_Work required_
Wherever a line of the data contains "below", copy that line.
═══
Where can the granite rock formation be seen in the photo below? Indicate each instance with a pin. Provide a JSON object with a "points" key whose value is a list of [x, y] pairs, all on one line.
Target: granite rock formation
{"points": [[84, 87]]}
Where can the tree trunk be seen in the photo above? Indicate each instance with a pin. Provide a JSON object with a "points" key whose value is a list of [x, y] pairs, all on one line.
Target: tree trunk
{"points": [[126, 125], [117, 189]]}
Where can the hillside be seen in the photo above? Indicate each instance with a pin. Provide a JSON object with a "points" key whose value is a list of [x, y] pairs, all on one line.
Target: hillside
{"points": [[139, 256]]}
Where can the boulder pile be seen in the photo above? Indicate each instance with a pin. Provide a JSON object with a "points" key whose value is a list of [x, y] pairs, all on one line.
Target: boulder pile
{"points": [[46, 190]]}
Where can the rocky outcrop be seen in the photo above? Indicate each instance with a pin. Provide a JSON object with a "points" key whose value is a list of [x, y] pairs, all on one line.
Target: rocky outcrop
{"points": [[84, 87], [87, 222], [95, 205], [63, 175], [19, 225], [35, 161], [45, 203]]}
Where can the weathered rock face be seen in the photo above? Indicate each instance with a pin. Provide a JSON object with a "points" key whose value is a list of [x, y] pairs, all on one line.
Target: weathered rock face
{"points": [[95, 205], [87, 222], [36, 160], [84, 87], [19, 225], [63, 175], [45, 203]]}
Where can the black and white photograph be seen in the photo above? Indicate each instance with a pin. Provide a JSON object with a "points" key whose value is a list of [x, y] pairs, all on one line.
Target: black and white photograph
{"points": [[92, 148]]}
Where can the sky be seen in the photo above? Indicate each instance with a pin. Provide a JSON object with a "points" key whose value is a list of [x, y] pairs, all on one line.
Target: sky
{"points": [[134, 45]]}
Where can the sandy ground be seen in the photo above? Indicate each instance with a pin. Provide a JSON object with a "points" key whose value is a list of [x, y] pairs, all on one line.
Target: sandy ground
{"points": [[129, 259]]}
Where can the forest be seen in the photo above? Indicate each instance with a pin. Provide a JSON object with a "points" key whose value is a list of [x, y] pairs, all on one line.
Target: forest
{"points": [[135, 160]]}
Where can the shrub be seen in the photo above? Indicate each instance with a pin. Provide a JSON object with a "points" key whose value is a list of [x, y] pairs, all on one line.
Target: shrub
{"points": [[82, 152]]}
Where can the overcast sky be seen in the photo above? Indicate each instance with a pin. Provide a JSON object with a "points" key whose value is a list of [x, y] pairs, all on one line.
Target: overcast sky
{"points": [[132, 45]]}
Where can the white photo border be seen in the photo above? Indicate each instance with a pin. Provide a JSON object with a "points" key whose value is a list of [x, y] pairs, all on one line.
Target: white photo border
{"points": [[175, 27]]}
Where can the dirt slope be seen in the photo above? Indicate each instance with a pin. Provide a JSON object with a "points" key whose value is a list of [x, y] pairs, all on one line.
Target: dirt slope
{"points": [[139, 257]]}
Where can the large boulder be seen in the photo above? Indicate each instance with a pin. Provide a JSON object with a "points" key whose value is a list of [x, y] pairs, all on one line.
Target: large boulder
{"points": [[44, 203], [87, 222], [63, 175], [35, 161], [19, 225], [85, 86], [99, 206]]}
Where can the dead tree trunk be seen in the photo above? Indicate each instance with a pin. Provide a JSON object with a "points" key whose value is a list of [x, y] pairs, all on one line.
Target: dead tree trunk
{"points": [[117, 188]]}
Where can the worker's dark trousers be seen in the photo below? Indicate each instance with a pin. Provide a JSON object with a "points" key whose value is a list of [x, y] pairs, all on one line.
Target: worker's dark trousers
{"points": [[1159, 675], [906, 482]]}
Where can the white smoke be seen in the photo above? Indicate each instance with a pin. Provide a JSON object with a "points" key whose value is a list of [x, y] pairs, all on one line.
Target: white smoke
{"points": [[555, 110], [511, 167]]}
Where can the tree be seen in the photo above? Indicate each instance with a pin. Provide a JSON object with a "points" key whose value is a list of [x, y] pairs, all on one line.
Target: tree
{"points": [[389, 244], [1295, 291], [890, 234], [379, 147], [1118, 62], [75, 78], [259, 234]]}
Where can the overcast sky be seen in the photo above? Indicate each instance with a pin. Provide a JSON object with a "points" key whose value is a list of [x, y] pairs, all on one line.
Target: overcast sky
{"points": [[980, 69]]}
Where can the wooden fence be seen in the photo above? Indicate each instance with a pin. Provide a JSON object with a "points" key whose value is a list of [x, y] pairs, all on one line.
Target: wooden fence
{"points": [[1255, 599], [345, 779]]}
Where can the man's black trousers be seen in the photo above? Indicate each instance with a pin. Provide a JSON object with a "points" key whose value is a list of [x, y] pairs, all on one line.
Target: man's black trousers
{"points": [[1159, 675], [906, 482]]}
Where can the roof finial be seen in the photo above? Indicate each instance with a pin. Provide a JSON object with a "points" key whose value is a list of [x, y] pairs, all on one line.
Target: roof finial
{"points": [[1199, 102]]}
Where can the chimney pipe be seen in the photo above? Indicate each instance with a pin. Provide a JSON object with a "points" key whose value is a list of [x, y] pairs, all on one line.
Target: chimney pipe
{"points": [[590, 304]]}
═══
_Solved exercise_
Where can the granite rock formation be seen in the photo below? Indicate each instance with a pin. Provide a JSON object with a "points" key whose value is a list of [x, y] pairs, all on one line.
Where can the worker's dark trousers be seen in the photo below? Indicate each instance with a pin. Provide a JSON object with a "points" key whose value is a list of [x, y] pairs, all on one line.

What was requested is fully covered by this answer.